▶ **Input rows**:

⁂

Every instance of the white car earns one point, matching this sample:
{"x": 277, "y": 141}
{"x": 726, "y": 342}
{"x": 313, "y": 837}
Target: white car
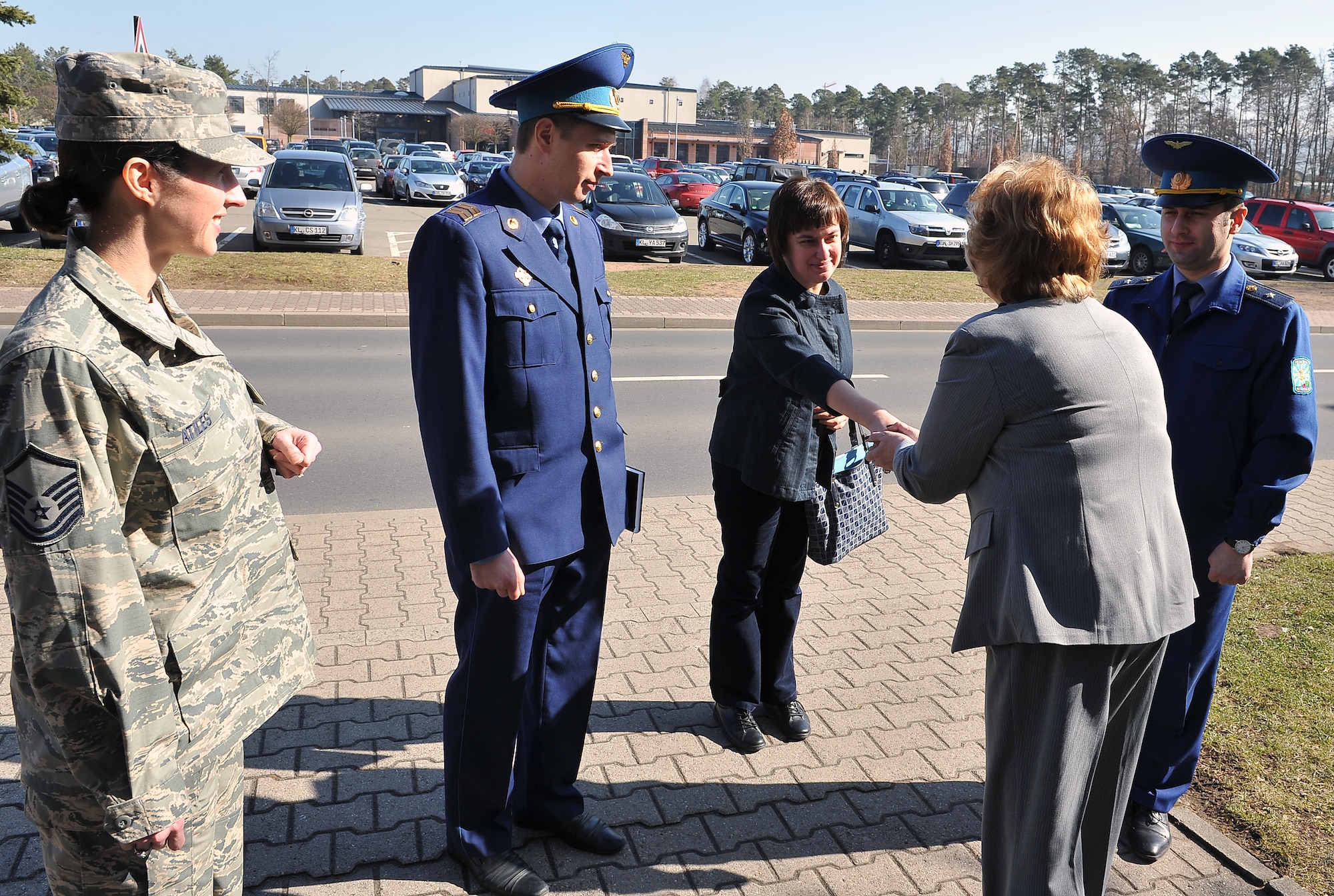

⁂

▶ **Problem details**: Count the lines in the listing above that contain the string "white", matching case exactly, and give only that number.

▶ **Task result**: 2